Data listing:
=-=-=-=-=

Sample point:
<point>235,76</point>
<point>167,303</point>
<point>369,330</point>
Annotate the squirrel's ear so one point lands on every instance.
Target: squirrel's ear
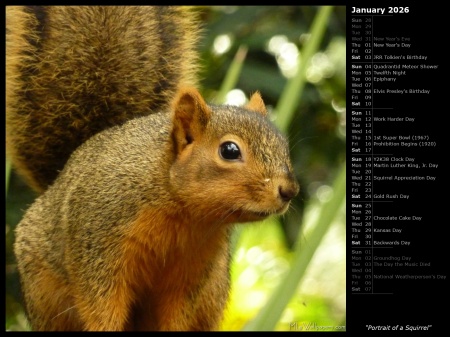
<point>190,117</point>
<point>256,104</point>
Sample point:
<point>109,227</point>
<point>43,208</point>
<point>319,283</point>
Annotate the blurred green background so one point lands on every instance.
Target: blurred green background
<point>287,273</point>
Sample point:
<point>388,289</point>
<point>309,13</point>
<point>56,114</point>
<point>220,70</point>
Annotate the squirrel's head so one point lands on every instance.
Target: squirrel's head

=-=-=-=-=

● GIVEN REQUEST
Please repeat the data above line for line, leaving out the pictures.

● RESPONSE TO THE TASK
Sample point:
<point>235,76</point>
<point>167,303</point>
<point>369,330</point>
Annotate the squirrel's ear so one point lands on every instance.
Target: squirrel's ear
<point>190,117</point>
<point>256,104</point>
Sample point:
<point>109,227</point>
<point>43,208</point>
<point>319,283</point>
Annotate the blurred green background so one point lands on every instance.
Target: blurred green background
<point>287,273</point>
Sample point:
<point>388,289</point>
<point>309,13</point>
<point>56,114</point>
<point>220,70</point>
Annotate the squirrel's head so one point lands on every instance.
Target: squirrel's head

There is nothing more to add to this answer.